# Colorado Trappers and Predator Hunters Assoc. Convention



## 220swift (Mar 2, 2011)

The Colorado Trappers and Predator Hunters Association's annual convention is coming up on the 25th, 26th and 27th of August, there will be several vendors there with cages and baits and lures. It's in the Ft. Collins area this year. There will also be demo's and a lot of excellent info available. Here's a link to find out more:

http://coloradotrapper.com/2017-convention/​


----------



## Ruger (Jan 22, 2011)

I'd love to make it to one those sometime, but you know what weekend that is 220.


----------



## 220swift (Mar 2, 2011)

Ruger said:


> I'd love to make it to one those sometime, but you know what weekend that is 220.


The weekend before Labor Day weekend...........


----------



## Ruger (Jan 22, 2011)

Haha, that is true. So that would make labor day weekend the second weekend of archery season.


----------



## 220swift (Mar 2, 2011)

Ruger said:


> Haha, that is true. So that would make labor day weekend the second weekend of archery season.


Yup.......

I'm headed up for archery elk From Sept.17th through the 23rd. I've also got an archery bear tag for the same time period, but that's a just in case tag.


----------



## Ruger (Jan 22, 2011)

Good luck 220. I'll be chasing elk on the weekends. I also have the early bear tag,but that is if I see the right bear.


----------



## 220swift (Mar 2, 2011)

Good luck to you Ruger!


----------



## glenway (Mar 27, 2011)

Good hunting, men! You're living the dream.


----------
———
■ **Work to complete**: Extract the whole convention thread above, word for word. The rows after this have nothing to do with the convention thread.

■ **Provided material**:
———
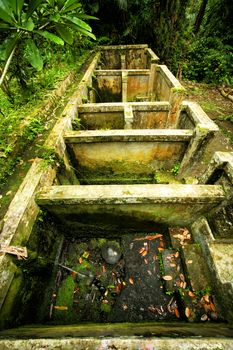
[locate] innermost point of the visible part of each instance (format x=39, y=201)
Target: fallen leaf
x=167, y=278
x=187, y=312
x=182, y=277
x=160, y=249
x=204, y=318
x=212, y=306
x=177, y=313
x=60, y=308
x=149, y=238
x=131, y=280
x=86, y=254
x=191, y=294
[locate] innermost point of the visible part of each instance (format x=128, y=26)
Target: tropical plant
x=23, y=21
———
■ **Task response**:
# Colorado Trappers and Predator Hunters Assoc. Convention



## 220swift (Mar 2, 2011)

The Colorado Trappers and Predator Hunters Association's annual convention is coming up on the 25th, 26th and 27th of August, there will be several vendors there with cages and baits and lures. It's in the Ft. Collins area this year. There will also be demo's and a lot of excellent info available. Here's a link to find out more:

http://coloradotrapper.com/2017-convention/​


----------



## Ruger (Jan 22, 2011)

I'd love to make it to one those sometime, but you know what weekend that is 220.


----------



## 220swift (Mar 2, 2011)

Ruger said:


> I'd love to make it to one those sometime, but you know what weekend that is 220.


The weekend before Labor Day weekend...........


----------



## Ruger (Jan 22, 2011)

Haha, that is true. So that would make labor day weekend the second weekend of archery season.


----------



## 220swift (Mar 2, 2011)

Ruger said:


> Haha, that is true. So that would make labor day weekend the second weekend of archery season.


Yup.......

I'm headed up for archery elk From Sept.17th through the 23rd. I've also got an archery bear tag for the same time period, but that's a just in case tag.


----------



## Ruger (Jan 22, 2011)

Good luck 220. I'll be chasing elk on the weekends. I also have the early bear tag,but that is if I see the right bear.


----------



## 220swift (Mar 2, 2011)

Good luck to you Ruger!


----------



## glenway (Mar 27, 2011)

Good hunting, men! You're living the dream.


----------